| Problems to solve |
a) Answer these questions from the passage on Elletson:
(i) Which constituency did Elletson contest without success in the 1987 general election?
(ii) Which newspaper claimed he was an MI6 agent, and on what date?
(iii) Who gave MI6 special sanction for him to continue his secret role after his election in 1992?
b) Copy the passage on Elletson from "Elletson unsuccessfully contested" up to and including "by 8,946 votes.", renaming "constituency" as "seat".
c) Decide whether each statement agrees with the passage on Elletson. Answer yes or no, and quote the words that decide it.
(i) Elletson won Burnley in the 1987 general election.
(ii) Elletson was paid for his intelligence work in Eastern Europe.
(iii) According to the newspaper, Elletson was recruited before he entered the House of Commons.

| Extract to read |
Harold Daniel Hope Elletson (8 December 1960 – 23 June 2023) was a British politician.

Elletson unsuccessfully contested Burnley for the Conservative Party in the 1987 general election, before becoming Member of Parliament (MP) for Blackpool North in 1992. However, in his 1997 bid for re-election in the new Blackpool North and Fleetwood constituency, he lost to Labour's Joan Humble by 8,946 votes.

On 22 December 1996, The Observer newspaper claimed Elletson moonlighted as an MI6 agent: the headline read "Pro-Serb Tory MP was MI6 Agent". The newspaper said he was recruited before he entered the House of Commons, working for the intelligence agency in Eastern Europe, the former Soviet Union and during the conflict in the former Yugoslavia:

After visiting Yugoslavia in 1992, Mr Elletson notified his MI6 handlers that donations were reaching the Conservative Party from Serbia. MI6 received special sanction from the Prime Minister (John Major) for Mr Elletson to continue his secret role after his election in 1992. He carried out his unpaid intelligence work in Eastern Europe while representing the electors of Blackpool: he also ran an extensive network of private business interests in the region, while using his public position to mount a controversial defence of the Serb regime.

| Information provided |

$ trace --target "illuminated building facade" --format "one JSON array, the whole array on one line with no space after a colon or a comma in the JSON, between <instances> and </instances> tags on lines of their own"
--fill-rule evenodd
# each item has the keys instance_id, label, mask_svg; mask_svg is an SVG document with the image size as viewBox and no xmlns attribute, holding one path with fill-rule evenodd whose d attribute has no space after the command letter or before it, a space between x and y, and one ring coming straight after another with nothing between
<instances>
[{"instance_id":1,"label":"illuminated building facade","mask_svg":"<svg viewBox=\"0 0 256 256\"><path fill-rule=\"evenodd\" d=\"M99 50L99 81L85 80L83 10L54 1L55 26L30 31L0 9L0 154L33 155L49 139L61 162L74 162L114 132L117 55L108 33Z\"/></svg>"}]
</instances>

| Responses in order |
a)
(i) Burnley
(ii) The Observer, on 22 December 1996
(iii) The Prime Minister, John Major

b)
Elletson unsuccessfully contested Burnley for the Conservative Party in the 1987 general election, before becoming Member of Parliament (MP) for Blackpool North in 1992. However, in his 1997 bid for re-election in the new Blackpool North and Fleetwood seat, he lost to Labour's Joan Humble by 8,946 votes.

c)
(i) No: "Elletson unsuccessfully contested Burnley for the Conservative Party in the 1987 general election"
(ii) No: "He carried out his unpaid intelligence work in Eastern Europe"
(iii) Yes: "The newspaper said he was recruited before he entered the House of Commons"